--- PASSAGE ---

The result has been a public fiscal formula to which they have adhered firmly for more than a decade. One element of the formula has been to emphasize the private sector by keeping the national budget small. For the past five years that budget has been held to an average of only about 12 percent of GNP, the average annual change being no more than plus or minus 0.6 percent (see Table 6). Another element has been to allocate the public moneys within the budget into eleven shares, each of which also has been held remarkably steady, gaining or losing over the five-year period from 1962 to 1967, for example, an average of no more than 1.74 percent of the total (see Table 7).

The share which varied the most, that for industrial development, changed only by 4.33 percent of the budget. If one adds up the total changes in shares each year among these purposes as given in Table 7, he finds that for the five-year period between 4.62 percent and 8.65 percent of the annual budget has been reallocated each year, the average being 6.24 percent. Assuming a budget stationary at 12 percent of GNP, this equals between 0.5 percent and 1.0 percent of GNP a year, with the average running about 0.7 percent.

After pensions and foreign obligations (including reparations), the share of the budget which has been held steadiest has been that for defense, its share of the annual budget changing on the average only about 0.33 percent and declining nearly every year from a high of 8.5 percent to a low of 7.7 percent of the total budget, or 1.01 percent and 0.90 percent of the GNP (see Table 1).

If Japan continues for the next five years pretty much as it has in the past five, there is no accelerated rearmament in prospect. The national budget may be expected to be held at about 12 percent of GNP, and the defense share can be expected to decline each year at the annual average rate of the past ten. This would mean for 1970 an allocation of 0.82 percent of the GNP or approximately $1.6 billion, declining presumably in regular annual stages to 0.72 percent of GNP in 1975, but increasing in that year in absolute terms concomitantly with the growth in GNP to $3.4 billion.

This may be a bit too precise. It could hardly be argued that a declining share is necessary to the policy of balanced defense. It is perhaps more reasonable to suppose that as military affairs assume greater importance, the Defense Agency will acquire a politically more powerful leadership and that, therefore, in the years ahead, the agency will be able to check the slippage and hold its share more or less constant, say roughly at the average level of the past decade, about 0.9 percent. Given our projections of the growth of GNP, this would yield something on the order of $4.2 billion in 1975, or a total over the period 1971-1975 of approximately $15.7 billion (see Table 8). Remarks of Yasuhiro Nakasone, when serving as director-general of the National Defense Agency, indicate that current government planning is indeed proceeding along these or very similar lines.

--- RECORD LIST ---

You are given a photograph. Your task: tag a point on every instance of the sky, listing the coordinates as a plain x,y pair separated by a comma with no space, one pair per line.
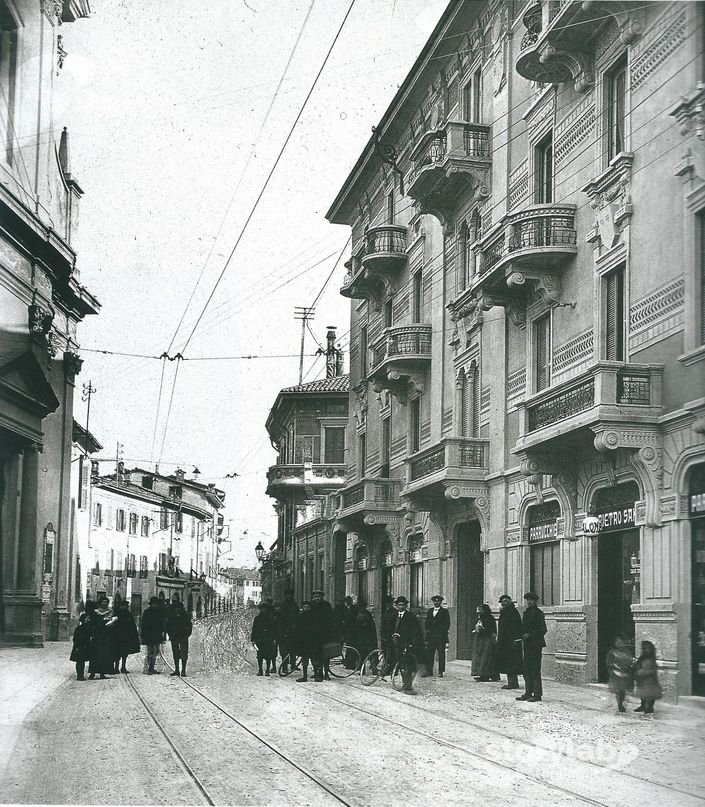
176,113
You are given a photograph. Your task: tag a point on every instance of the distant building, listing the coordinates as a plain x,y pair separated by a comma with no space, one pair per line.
307,424
42,302
150,534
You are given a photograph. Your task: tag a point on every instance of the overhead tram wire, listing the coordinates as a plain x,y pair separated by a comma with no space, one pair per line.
269,176
244,171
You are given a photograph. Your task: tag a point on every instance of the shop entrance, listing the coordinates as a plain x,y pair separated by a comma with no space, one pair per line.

---

** REQUIRED TASK **
Using the passage on Japan's budget and defense spending, decide whether each statement agrees with it: (a) over the past five years the national budget averaged about 12 percent of GNP; (b) defense was the budget share that varied the most; (c) holding defense at about 0.9 percent of GNP would yield roughly $4.2 billion in 1975. Answer yes or no for each, and quote the words of the passage that decide it. The rows come from a source separate from the passage.

** OUTPUT BELOW **
(a) Yes: "For the past five years that budget has been held to an average of only about 12 percent of GNP"
(b) No: "The share which varied the most, that for industrial development, changed only by 4.33 percent of the budget."
(c) Yes: "this would yield something on the order of $4.2 billion in 1975"